== WHAT IS BEING ASKED ==
Return the data below unchanged. Drop any pictures.
---------- THE DATA ----------
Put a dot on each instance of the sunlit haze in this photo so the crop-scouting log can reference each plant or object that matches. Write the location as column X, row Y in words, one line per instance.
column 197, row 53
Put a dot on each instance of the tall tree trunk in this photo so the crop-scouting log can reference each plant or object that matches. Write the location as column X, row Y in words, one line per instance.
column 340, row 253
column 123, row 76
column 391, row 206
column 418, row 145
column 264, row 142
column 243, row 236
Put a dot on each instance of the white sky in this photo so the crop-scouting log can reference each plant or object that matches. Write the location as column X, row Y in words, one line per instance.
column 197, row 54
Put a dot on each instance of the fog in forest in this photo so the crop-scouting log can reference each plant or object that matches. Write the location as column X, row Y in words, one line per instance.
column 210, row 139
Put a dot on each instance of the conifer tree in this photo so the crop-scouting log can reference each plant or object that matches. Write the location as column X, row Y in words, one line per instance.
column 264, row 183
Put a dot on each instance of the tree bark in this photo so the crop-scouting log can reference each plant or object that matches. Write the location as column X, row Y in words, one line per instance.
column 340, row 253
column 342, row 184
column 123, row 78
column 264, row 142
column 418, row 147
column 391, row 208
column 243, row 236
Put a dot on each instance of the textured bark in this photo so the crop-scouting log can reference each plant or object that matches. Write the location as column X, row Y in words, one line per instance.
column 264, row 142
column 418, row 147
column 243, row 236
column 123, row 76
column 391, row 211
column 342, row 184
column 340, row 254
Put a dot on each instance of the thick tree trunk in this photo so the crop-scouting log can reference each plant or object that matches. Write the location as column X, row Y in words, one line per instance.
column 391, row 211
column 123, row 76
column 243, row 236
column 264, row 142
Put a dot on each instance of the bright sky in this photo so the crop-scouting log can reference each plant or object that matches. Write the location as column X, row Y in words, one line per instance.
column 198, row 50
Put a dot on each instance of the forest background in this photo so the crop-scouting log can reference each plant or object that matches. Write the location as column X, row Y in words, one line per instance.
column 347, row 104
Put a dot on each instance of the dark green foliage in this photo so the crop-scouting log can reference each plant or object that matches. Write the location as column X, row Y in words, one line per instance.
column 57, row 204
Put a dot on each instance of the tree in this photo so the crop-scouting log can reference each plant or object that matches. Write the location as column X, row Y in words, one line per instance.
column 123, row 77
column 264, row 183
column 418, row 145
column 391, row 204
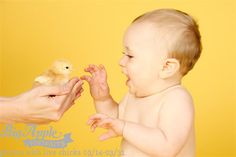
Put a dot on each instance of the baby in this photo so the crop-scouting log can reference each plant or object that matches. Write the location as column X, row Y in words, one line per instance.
column 156, row 116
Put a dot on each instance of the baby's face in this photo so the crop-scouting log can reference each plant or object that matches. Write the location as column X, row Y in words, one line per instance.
column 142, row 58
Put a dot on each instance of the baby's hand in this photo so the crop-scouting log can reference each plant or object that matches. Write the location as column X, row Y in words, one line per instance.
column 114, row 126
column 98, row 82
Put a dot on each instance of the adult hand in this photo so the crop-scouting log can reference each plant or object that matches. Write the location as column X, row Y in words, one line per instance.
column 42, row 104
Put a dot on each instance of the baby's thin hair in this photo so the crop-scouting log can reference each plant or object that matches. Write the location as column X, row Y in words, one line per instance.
column 182, row 32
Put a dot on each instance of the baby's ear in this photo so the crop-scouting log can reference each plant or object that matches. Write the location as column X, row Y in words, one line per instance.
column 169, row 68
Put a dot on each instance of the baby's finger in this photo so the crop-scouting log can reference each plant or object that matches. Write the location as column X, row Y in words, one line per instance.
column 95, row 68
column 86, row 78
column 97, row 116
column 105, row 123
column 106, row 136
column 93, row 126
column 79, row 93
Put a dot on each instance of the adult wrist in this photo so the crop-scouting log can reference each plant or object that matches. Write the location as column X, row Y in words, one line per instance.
column 104, row 99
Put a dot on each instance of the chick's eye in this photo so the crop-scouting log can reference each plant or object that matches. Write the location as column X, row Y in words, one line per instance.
column 129, row 56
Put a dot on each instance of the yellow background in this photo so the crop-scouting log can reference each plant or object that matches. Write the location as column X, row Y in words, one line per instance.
column 33, row 33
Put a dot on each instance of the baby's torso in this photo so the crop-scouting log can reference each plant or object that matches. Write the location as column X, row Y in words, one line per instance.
column 146, row 111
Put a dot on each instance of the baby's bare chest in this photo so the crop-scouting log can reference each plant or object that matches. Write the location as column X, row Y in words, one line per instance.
column 143, row 112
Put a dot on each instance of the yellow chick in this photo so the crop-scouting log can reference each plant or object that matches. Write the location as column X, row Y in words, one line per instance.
column 57, row 74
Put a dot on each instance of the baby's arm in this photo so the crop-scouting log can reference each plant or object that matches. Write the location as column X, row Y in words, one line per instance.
column 99, row 90
column 175, row 122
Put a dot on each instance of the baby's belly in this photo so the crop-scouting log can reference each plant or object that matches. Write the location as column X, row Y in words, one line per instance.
column 131, row 151
column 188, row 149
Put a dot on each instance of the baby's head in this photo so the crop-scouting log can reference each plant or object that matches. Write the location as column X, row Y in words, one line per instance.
column 162, row 44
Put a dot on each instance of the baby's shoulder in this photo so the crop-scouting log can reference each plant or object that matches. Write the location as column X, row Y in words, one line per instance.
column 178, row 92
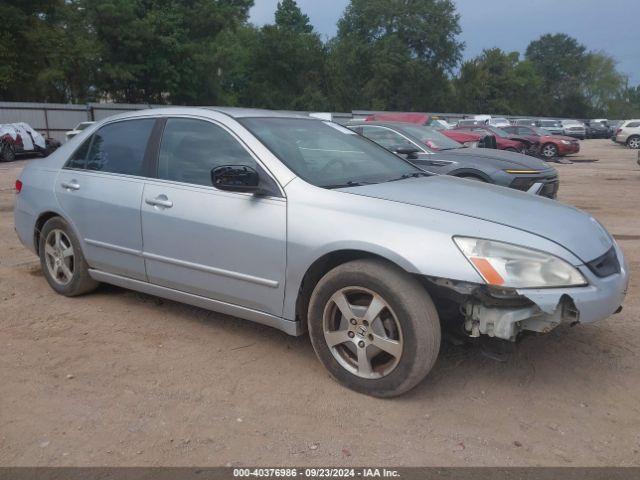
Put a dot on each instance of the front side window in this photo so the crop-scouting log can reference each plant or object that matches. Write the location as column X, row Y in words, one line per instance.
column 190, row 149
column 120, row 147
column 326, row 154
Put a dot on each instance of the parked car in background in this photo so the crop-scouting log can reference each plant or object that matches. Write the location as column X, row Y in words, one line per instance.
column 498, row 122
column 20, row 139
column 530, row 122
column 598, row 128
column 303, row 225
column 429, row 149
column 629, row 134
column 503, row 139
column 466, row 138
column 574, row 128
column 77, row 129
column 554, row 127
column 550, row 145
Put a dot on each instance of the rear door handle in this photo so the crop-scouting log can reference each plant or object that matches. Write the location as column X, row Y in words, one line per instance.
column 72, row 185
column 159, row 201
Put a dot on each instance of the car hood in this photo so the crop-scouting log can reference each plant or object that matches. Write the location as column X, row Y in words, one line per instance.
column 510, row 158
column 567, row 226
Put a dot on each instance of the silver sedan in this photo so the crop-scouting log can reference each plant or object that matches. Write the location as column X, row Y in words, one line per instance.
column 302, row 224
----------
== SOLUTION TO THIS EXERCISE ==
Put a dot on each instance of the sunlit haze in this photo so the crop-scouting log can reference each plant or object that matches. Write the location as column X, row Y in words, one line per instance.
column 197, row 53
Put a dot on each instance of the tall tree trunk in this photo so the crop-scouting log can reference each plant or object that matches. Write the location as column X, row Y in words, one line per instance.
column 340, row 253
column 123, row 76
column 391, row 206
column 418, row 145
column 264, row 142
column 243, row 236
Put a dot on each instance of the white sky in this photo so the crop-scouting log can reference each plant or object that matches. Write the location as column X, row Y in words, one line per instance.
column 197, row 54
Put a dot on each instance of the fog in forest in this photo so the crop-scouting log can reference each plant or object that matches. Write the location as column X, row Y in words, one line per instance.
column 210, row 139
Put a dot on each instance of the conifer tree in this photo so the crop-scouting log can reference each plant or object that matches. Write the location as column X, row Y in words, one line per instance.
column 264, row 183
Put a dot on each instance of the tree bark in this photo so the crop-scouting log can reference each plant or object that matches. Write the location as column X, row Y in words, one line per instance.
column 340, row 253
column 342, row 184
column 123, row 78
column 264, row 142
column 418, row 147
column 391, row 208
column 243, row 236
Put a dot on each instance of the textured bark in this photo so the crop-scouting log can reference each plant or object that matches. Write the location as column X, row Y in words, one line per instance.
column 264, row 142
column 418, row 147
column 243, row 236
column 123, row 76
column 391, row 211
column 342, row 184
column 340, row 254
Put a dot on each instance of the thick tree trunk in this photo so the crop-scouting log can reference each plant or object that matches. Write the location as column X, row Y in words, one line per instance.
column 391, row 211
column 123, row 76
column 243, row 236
column 264, row 142
Put a dot on each instance of the bright sky in this photo so the crop-scouting log can reference each plant or object that matches. Write the location as column X, row Y in words, one line per instance.
column 198, row 50
Put a dot on each instance of the forest background in this photo so the crop-scouting log can reference each plant or object that matches. Write the location as column X, row Y in words, one line per instance.
column 347, row 104
Put a dot on each instance of the dark green foliage in this photo so the crop-scouting log can reference each plant or object that matches. Write the location as column X, row Y in words, one line per instance.
column 57, row 204
Put a dot on each instance of the tree in this photo so the crop-scouting log can reference each plant or object that matches. Write the location as column X, row Y in words, one line per instance.
column 123, row 77
column 264, row 183
column 418, row 145
column 391, row 204
Put a dot on each instance of the baby in this photo so the crop-scouting log can reference each plant or object that matches. Write the location as column X, row Y in words, one line per instance.
column 156, row 116
Put a dot on each instance of the baby's face in this photo so the crop-scouting log can reference each plant or object that matches. Write the location as column X, row Y in words, one line per instance.
column 142, row 58
Put a dot on each instance of the baby's hand in this photo so the crop-scouting log can reference each plant or object that matches. Write the location as column X, row Y in words, one line per instance.
column 114, row 126
column 98, row 82
Put a dot on each instance of the adult hand in this photo so the crop-scouting log can reference each plant or object that matches. Write the location as column X, row Y in words, one line per instance.
column 42, row 104
Put a dot on each instance of the baby's thin hair in this photo so the crop-scouting log can reference each plant or object that matches. Write the location as column X, row Y in words, one line per instance.
column 182, row 32
Put a dot on each instance of the baby's ear in this photo so the crop-scouting log can reference each plant or object that matches. Write the location as column X, row Y in words, one line per instance.
column 169, row 68
Put a dot on each instance of the baby's finger in this photo so the crop-scouting log can reference each plant or object that matches. Write the location as column X, row Y in words, one line per instance.
column 95, row 68
column 86, row 78
column 97, row 116
column 105, row 123
column 106, row 136
column 93, row 126
column 79, row 93
Put a dot on each instance of the adult wrist in this photo so the crop-scouting log can reference each plant or object that matches. Write the location as column X, row Y in words, one line per instance.
column 104, row 99
Put a dot on each instance of the chick's eye in this photo so the crop-scouting log can reference each plant or object that matches. Write the location as column X, row Y in words, one line per instance.
column 129, row 56
Put a dot on each instance of the yellow background in this photo so the crop-scouting log can reference each plant or object that matches. Write the location as column X, row Y in words, one line per instance.
column 33, row 33
Put a dot on each instance of the baby's torso in this photo so the crop-scouting log can reference each plant or object that matches. Write the location as column X, row Y in words, one line per instance.
column 146, row 111
Put a dot on each instance of the baby's bare chest in this photo so the crop-scouting log can reference each plant or object that matches. Write the location as column X, row Y in words, one line per instance.
column 143, row 112
Put a dot on each instance of the yellow chick in this photo so the crop-scouting log can reference each plant or object that matches. Write the location as column X, row Y in words, one line per instance.
column 57, row 74
Put a dot on each instance of the baby's arm in this photo so the crop-scouting log can reference each plant or object that matches. Write the location as column X, row Y in words, one line per instance.
column 99, row 90
column 175, row 122
Put a dot on each instance of the baby's belly in this photo so the crop-scouting log can reference each plant or object that matches. Write the location as column X, row Y in words, one line per instance.
column 131, row 151
column 188, row 149
Put a dot on each instance of the baby's head in this photo so the crop-scouting log can reference each plant or object that matches. Write the location as column X, row Y in words, one line per instance.
column 162, row 44
Put a dot on each instance of the baby's shoulder in this photo so the crop-scouting log can reference each plant or object that matches. Write the location as column X, row Y in words, one line per instance.
column 178, row 92
Put a dot on each instance of the front side window in this photo so the crop-scouting log can reference each plant or object that matches. Write the location as column X, row Y in words, one line per instance.
column 190, row 149
column 120, row 147
column 326, row 154
Put a dot on each instance of the parked car in background in this photo so the crop-scouting log can reference each plant or object that matches. Write the location as column X, row Y in words, one line per instance.
column 498, row 122
column 20, row 139
column 530, row 122
column 598, row 128
column 303, row 225
column 429, row 149
column 629, row 134
column 503, row 139
column 466, row 138
column 574, row 128
column 77, row 129
column 554, row 127
column 550, row 145
Put a dot on each instance of the rear door handle in this photo so the crop-scouting log can reference each plant or object that matches. Write the location as column X, row Y in words, one line per instance.
column 72, row 185
column 159, row 201
Put a dot on each instance of the car hood in this photo so the crop-scouting log can reference each plant or object that matches. Write the location as column X, row Y in words, one line per instance.
column 510, row 158
column 567, row 226
Put a dot on each instance of the silver sedan in this photo so the crop-scouting log can reference each plant or object that matches. Write the location as column X, row Y in words, one line per instance.
column 302, row 224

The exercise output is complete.